=== Quoted passage ===

Wednesday, May 27, 2026

2026-05-19 Route des Vins

 May 19, 2026


The first goal of the day is grocery shopping - right after breakfast. The last few chores - making beds, sweeping floors, etc need to be done in preparation for Chris, Ron, and Mad's arrival tonight. By the time all this was accomplished, it was lunch. So we had a quick lunch at home

The bottle  collection since Clark left. 

The day promised to be warm and sunny, as we headed out to follow the part of the Route du Vin that is near us. We'll travel from Turckheim to Pfaffenheim or as far as we get before returning home for dinner. The total distance is only 15 km, but there are 9 towns along the way, each one within site of the previous town.


Our first stop was Turckheim. We drove right through the south gate and parked next to the Hotel de Ville. There were no tourists in town today, just the way we like it. Dave and Judy did a quick explore of this area and then we drove along the Grande Rue and out the west entrance. 



Turckheim still has a night watchman from spring through fall, Each night he carries a lamp and halberd. He stops at each corner and sings a warning to take care of the fireplace and the candle. (To prevent fire.

The next town along the route was Wintzenheim just 3 km away. From here a road winds up above the town to the Chateau de Hohlandsburg, but that is not part of our tour today. We drove through the town, once more charmed by its half-timbered homes and plentiful wineries. The current town hall was once the manor house of the Knights of St. John

Wintzenheim Town Hall

The next city was Wettolsheim which claims to be the birthplace of Alsatian vine growing thanks to the Roman occupation of the 3rd century. It does sit in the middle of a lot of vines. Driving along this wine route gives one a new appreciation for the scale and breadth of wine-making in this region. As if the country side as far as the eye can see isn't enough, driving through each of these small villages invariably has many vintners inviting you into their tasting rooms. While growing grapes and making wine is a labor-intensive job, it's clear that it provides a comfortable living for those engaged in wine-making.

=== Problem to solve ===
Decide whether each statement below agrees with the Route des Vins entry, answering yes or no and quoting the words of the entry that settle it.
1. The planned stretch of the route is 15 km long in total.
2. Wintzenheim's current town hall once belonged to the Knights Templar.
3. The day's tour included the drive up to the Chateau de Hohlandsburg.

=== Study material ===
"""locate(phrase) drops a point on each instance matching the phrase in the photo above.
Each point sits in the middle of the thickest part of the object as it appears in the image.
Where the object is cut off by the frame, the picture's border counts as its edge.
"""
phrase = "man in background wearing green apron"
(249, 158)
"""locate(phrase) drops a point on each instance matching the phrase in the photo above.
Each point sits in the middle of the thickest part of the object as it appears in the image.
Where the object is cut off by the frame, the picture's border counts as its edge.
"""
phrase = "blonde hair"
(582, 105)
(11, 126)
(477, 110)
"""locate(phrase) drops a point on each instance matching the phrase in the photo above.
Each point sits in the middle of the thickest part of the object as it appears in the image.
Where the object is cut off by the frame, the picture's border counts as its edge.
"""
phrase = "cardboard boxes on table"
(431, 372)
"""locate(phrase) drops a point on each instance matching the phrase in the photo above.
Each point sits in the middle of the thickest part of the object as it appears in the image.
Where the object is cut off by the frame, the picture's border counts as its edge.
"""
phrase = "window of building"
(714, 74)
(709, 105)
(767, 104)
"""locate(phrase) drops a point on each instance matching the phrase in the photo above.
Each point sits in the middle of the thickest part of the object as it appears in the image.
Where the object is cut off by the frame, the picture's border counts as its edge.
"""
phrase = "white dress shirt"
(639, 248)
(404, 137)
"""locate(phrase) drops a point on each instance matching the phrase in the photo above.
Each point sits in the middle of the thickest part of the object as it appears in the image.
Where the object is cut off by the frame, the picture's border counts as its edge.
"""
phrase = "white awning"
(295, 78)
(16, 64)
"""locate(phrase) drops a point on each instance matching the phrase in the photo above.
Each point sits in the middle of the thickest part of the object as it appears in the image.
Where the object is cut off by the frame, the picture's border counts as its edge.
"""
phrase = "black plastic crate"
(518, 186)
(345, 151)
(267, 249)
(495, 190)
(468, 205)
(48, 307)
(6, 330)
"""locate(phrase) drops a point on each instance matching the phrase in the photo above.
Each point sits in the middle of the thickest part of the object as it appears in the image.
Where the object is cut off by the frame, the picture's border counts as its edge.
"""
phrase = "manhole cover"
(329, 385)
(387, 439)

=== Answer to the problem ===
1. Yes: "The total distance is only 15 km"
2. No: "The current town hall was once the manor house of the Knights of St. John"
3. No: "but that is not part of our tour today"